== Tasks to perform ==
a) Answer these questions from the passage about life after college, one line per answer, marked (i), (ii), (iii) to match.
(i) Which external pressures does the writer list at the start?
(ii) What does the writer call a great asset, particularly in recent months?
(iii) After what change does the writer say everything changed?
b) Using the passage about life after college, explain in one to three sentences why the writer says external pressures are "always going to be there."
c) List every difficulty the passage about life after college names in the sentence that begins "Between unsuccessful job searching".

All of these external pressures of finding a full-time job, finding a boyfriend, moving out, having a plan, etc.– they’re always going to be there because life is constantly changing and that’s pretty exciting. As I talked about in a previous post, life is full of setbacks in which we cannot prepare for, it’s all about how we choose to handle them. I don’t necessarily want to know what the rest of my life holds right now, I just want to take it day by day. I’m not insinuating it’s wrong to have a plan, but it’s also okay not have one as well, but sometimes it’s hard to live in a society that constantly criticizes, instills ideas of conventional-ism and expects you to have your shit together the second you graduate college.

There have been plenty of things that have knocked me down since graduating, and I’m sure I’m not the only one who has faced a plethora of obstacles, and maybe I take some comfort in knowing I’m not the only one, sorry if that makes me selfish but your 20s are all about being selfish apparently.

My resilience has been a great asset to me, particularly in recent months. Between unsuccessful job searching, relationships, frustrations of living at home, financial struggles, it felt like the skies were never going to clear and I was always going to be walking with a rain cloud above my head. Then I stopped feeling sorry for myself  and everything changed; the happiness I’ve found is something I can’t explain, but I found it through different things which I’ll explain in a future post.

== Listed records ==
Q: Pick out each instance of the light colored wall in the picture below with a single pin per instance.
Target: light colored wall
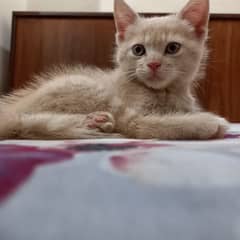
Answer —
(6, 8)
(217, 6)
(63, 5)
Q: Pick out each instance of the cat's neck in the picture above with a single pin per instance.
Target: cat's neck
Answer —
(176, 88)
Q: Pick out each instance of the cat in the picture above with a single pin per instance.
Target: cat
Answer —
(149, 94)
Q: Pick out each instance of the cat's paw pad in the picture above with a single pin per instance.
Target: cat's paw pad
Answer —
(223, 126)
(101, 120)
(212, 126)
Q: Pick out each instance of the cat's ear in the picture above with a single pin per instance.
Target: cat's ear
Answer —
(124, 16)
(196, 12)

== Answers ==
a)
(i) Finding a full-time job, finding a boyfriend, moving out, and having a plan.
(ii) The writer's resilience.
(iii) The writer stopped feeling sorry for themselves.

b) The writer says these pressures will always be there because life is constantly changing. The writer adds that this is pretty exciting.

c)
- Unsuccessful job searching
- Relationships
- Frustrations of living at home
- Financial struggles